**Source passage**
####################

On Sun, Nov 07, 1999 at 02:34:52PM -0800, Kevin Dalley wrote:
> Florian Lohoff <flo@rfc822.org> writes:
> 
> > Freeze has some predepends - Working boot-floppies which do not exist
> > and a base stability. Then - Freeze - Force people to work on frozen
> > and release within 4-6 Weeks.
> 
> The base stability happens after the freeze, not before, except for a
> few minutes her and there.  As long as unstable packages can be

-> Bug squashing day ...

> For the few packages where it matters, a user can download a new
> version from unstable.  It is bad to have the entire distribution be a 
> year old.  I have tried converting a few people to Debian. One concern 
> they have is that the kernel is 2.0.x in stable.  While I don't think
> that this is a critical issue, it gives an impression of being behind
> the Linux curve.

Right - So shorten the freeze time - Otherwise we will end up the same
with slink - Shortening the freeze phase means that most of the work
should have been done before freeze - Like boot-floppies etc ...

####################

**Instruction A**
Count how many lines of the records below contain the word "ceiling", treating case as significant. Give only the number.

(Pointing dataset records)
####################

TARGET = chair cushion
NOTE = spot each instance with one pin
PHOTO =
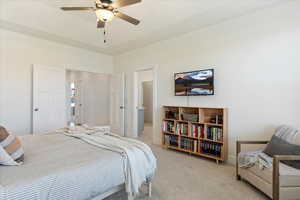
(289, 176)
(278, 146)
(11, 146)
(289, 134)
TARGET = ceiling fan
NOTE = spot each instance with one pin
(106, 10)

####################

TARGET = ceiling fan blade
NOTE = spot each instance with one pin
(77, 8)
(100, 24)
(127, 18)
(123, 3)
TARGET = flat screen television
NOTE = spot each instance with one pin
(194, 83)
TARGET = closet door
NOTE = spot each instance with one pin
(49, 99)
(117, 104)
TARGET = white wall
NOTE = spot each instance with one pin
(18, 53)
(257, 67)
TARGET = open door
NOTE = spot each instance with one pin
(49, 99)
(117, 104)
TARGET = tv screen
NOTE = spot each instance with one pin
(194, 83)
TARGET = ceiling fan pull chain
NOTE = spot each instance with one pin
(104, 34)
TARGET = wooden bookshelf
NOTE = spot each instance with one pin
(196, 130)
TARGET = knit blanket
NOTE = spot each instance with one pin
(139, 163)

####################

**Instruction B**
Reproduce the entire message about the Debian freeze, word for word.

**Final result A**
3

**Final result B**
On Sun, Nov 07, 1999 at 02:34:52PM -0800, Kevin Dalley wrote:
> Florian Lohoff <flo@rfc822.org> writes:
> 
> > Freeze has some predepends - Working boot-floppies which do not exist
> > and a base stability. Then - Freeze - Force people to work on frozen
> > and release within 4-6 Weeks.
> 
> The base stability happens after the freeze, not before, except for a
> few minutes her and there.  As long as unstable packages can be

-> Bug squashing day ...

> For the few packages where it matters, a user can download a new
> version from unstable.  It is bad to have the entire distribution be a 
> year old.  I have tried converting a few people to Debian. One concern 
> they have is that the kernel is 2.0.x in stable.  While I don't think
> that this is a critical issue, it gives an impression of being behind
> the Linux curve.

Right - So shorten the freeze time - Otherwise we will end up the same
with slink - Shortening the freeze phase means that most of the work
should have been done before freeze - Like boot-floppies etc ...